Task A - In the forum thread, condense the paragraph beginning "FWIW - I ran my last car" into a short bulleted list that keeps its main facts.
Task B - Reproduce everything in the forum thread from "Components - I'm" down to "(Feb 16, 2003)", changing each "clutch" to "gearbox".

Selected extract -
------------
Components - I'm sure the driveline would be fine - but with an extra 150-200nm of torque, I'm sure there's definitely more pressure on the clutch.

FWIW - I ran my last car with over 420whp (ran an 11.8 @ 124mph) on a standard clutch for over 2 years. I think if you're sensible with them, have a bit of mechanical sympathy, and don't take it to the drags that often, you'll be fine.

Cheers,
matt


----------



## DrDomm (Feb 16, 2003)

Very interesting. Thanks.


----------



## joshsmith (Apr 17, 2011)

jibbed said:


> *joshsmith* - Improvements - it's a different car. It's turned from a quick-ish sports car to almost having super-car performance. I've driven some quick cars in my time (GTRs, Lambo's, Ferraris' etc), and this feels like it would be a match for some of them.
------------
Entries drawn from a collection
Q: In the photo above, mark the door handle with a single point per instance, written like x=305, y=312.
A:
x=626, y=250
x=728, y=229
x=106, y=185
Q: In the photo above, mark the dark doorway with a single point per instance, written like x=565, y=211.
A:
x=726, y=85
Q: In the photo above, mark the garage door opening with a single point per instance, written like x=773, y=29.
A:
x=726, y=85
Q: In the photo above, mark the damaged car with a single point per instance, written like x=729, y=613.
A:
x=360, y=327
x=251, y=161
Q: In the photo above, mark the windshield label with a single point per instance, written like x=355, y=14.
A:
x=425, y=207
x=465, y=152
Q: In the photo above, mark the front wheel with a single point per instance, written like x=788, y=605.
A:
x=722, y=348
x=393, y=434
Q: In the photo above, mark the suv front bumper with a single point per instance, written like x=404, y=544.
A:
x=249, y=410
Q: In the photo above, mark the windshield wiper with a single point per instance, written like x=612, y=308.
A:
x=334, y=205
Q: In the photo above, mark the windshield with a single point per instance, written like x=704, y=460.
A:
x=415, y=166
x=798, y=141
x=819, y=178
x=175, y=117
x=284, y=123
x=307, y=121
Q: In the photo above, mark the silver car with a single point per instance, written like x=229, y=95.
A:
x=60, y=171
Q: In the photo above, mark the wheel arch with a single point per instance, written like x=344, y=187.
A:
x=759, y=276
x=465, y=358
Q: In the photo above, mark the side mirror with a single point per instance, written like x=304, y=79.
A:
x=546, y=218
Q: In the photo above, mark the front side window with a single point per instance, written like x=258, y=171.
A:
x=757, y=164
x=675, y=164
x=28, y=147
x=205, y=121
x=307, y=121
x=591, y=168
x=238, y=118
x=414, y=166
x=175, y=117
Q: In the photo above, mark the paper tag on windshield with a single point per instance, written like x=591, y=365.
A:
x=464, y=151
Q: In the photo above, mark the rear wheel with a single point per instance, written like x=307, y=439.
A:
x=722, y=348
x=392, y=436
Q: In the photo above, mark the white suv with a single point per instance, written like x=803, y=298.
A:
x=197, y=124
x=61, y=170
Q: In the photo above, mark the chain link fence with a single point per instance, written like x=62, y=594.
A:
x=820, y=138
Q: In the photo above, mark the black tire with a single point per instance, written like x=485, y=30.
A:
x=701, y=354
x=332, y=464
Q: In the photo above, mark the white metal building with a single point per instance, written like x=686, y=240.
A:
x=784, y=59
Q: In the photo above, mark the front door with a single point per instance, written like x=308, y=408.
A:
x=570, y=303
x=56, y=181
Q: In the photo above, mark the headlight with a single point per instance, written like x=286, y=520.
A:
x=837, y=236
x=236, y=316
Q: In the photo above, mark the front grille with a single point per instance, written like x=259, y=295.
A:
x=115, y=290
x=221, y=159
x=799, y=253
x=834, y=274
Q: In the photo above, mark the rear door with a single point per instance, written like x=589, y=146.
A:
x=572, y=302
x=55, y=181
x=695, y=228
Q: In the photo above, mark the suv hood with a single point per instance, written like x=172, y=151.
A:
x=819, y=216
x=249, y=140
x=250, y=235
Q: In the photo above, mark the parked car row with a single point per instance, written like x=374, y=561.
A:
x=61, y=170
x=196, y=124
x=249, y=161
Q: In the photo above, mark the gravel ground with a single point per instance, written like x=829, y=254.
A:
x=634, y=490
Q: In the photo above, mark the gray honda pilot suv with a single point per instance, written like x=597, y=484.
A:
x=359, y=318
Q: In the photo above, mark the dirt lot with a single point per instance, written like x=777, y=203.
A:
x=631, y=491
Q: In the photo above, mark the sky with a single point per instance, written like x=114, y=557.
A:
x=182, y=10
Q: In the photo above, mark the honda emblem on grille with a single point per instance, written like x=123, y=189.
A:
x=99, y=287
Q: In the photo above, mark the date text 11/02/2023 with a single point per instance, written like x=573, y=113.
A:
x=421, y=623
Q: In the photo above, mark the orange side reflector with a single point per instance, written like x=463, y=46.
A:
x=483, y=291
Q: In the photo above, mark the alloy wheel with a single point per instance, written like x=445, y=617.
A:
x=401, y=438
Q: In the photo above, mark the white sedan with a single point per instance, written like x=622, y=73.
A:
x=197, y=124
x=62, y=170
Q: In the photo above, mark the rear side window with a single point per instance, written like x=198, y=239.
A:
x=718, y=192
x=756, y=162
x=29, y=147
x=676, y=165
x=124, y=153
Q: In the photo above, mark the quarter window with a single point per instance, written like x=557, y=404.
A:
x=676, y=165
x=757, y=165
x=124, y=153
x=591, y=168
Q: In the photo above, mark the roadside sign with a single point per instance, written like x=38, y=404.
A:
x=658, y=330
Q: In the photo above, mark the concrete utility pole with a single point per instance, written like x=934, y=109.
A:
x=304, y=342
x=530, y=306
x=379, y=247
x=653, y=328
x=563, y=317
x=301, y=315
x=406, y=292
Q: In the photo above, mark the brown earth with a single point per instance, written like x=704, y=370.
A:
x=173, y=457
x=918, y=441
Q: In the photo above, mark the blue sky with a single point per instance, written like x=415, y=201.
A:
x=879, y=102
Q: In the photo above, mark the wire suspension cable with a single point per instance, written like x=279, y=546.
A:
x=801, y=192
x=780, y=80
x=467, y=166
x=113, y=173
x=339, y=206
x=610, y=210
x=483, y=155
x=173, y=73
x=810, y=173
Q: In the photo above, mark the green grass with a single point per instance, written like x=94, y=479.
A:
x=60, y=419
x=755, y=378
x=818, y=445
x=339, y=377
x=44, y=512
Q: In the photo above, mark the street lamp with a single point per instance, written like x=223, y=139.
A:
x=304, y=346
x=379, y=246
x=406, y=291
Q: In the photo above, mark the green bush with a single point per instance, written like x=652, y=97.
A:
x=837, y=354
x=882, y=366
------------
Task solution A -
- Ran the last car with over 420whp (11.8 @ 124mph) on a standard clutch for over 2 years.
- Being sensible with the car, having a bit of mechanical sympathy, and not taking it to the drags often should mean you'll be fine.

Task solution B -
Components - I'm sure the driveline would be fine - but with an extra 150-200nm of torque, I'm sure there's definitely more pressure on the gearbox.

FWIW - I ran my last car with over 420whp (ran an 11.8 @ 124mph) on a standard gearbox for over 2 years. I think if you're sensible with them, have a bit of mechanical sympathy, and don't take it to the drags that often, you'll be fine.

Cheers,
matt


----------



## DrDomm (Feb 16, 2003)